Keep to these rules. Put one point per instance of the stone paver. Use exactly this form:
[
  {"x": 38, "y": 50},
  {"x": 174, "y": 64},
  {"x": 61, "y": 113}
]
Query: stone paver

-=-=-

§ **Task statement**
Rewrite the items above, switching "stone paver" to "paving slab" everywhere and keeping everything else the same.

§ **Written response**
Keep to these rules. Put one point per instance of the paving slab. Use exactly this form:
[
  {"x": 38, "y": 50},
  {"x": 174, "y": 64},
  {"x": 61, "y": 113}
]
Query: paving slab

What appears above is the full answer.